> [Source]:
☆ ☆ ☆

I’m in Lukla waiting to fly back to Kathmandu. Here you have to check in the day before you fly, and theres not a lot to do in Lukla so I thought I’d work on a post.
Everest Base Camp and Kala Patthar was amazing, definitely the highlight of the trip so far. I’d read reports about EBC not being that beautiful but I thought it was stunning. I’ve read so many Everest books it was cool seeing the sights, the camp and the ridges and the start through the Khumu Ice flow. Getting to EBC was relatively easy, climbing KP on the other hand was quite hard for me. Technically its easy, just a hike really, but its 18,500ft and I was feeling it. I got lightheaded for the first time during the trip and it was so cold then when I tried taking pics without my gloves my fingers instantly froze up and barely moved. We spent about 30min at the top and then I reluctantly said I wanted to head back, I felt pretty terrible but it was totally worth it. The pics I took don’t even come close to doing it justice (neither really, do the pro photos taken from there). I felt much, much better when I got back to Gorak Shep. From there we cruised downhill the rest of the day and got all the way back to Tengboche which is supposed to be at least a 3 day walk when your going up. I was amazed at how good I felt at 13,000ft. Anyways, I think I’ll switch back to bullet points to highlight the rest of the trek a little more succinctly.

☆ ☆ ☆

> [Data provided]:

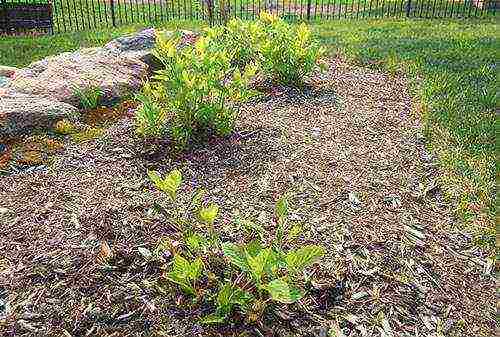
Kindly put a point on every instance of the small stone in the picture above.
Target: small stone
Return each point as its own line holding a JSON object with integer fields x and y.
{"x": 6, "y": 71}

☆ ☆ ☆

> [Task requirements]:
Write the next part of the Everest Base Camp trek post above, picking up after its last sentence.

> [Right answer]:
- If the weather is good tomorrow I’ll see my first automobile in over two weeks
- I still haven’t had a burger but fried yak is pretty good
- I also ate some fresh caught fish that was cut into quarters and fried whole up in oil. Like eating giant anchovies sans the saltiness. It wasnt bad but I didn’t eat the heads, Danzing did though
- I kind of like saying “um, I’ll withdraw 10,000 please” USA should switch to Nepali Rupees, makes me feel like a bigshot
- Rest days are awesome
- I never thought I would be able to say that a rowdy bunch of Buddhist monks kept me awake. But now I can.
- Danzing, my guide speaks pretty good english and has taught me some limited Nepali but we still have communication gaps and some funny movements with pronunciation.
- He pronounces warm like home, the first time he did this we walked into a warm lodge and he said “it’s home!” I looked around and said “yeah, very homey”. The next day were walking on a ridge and he takes his jacket off “it’s home!” This time I was very confused.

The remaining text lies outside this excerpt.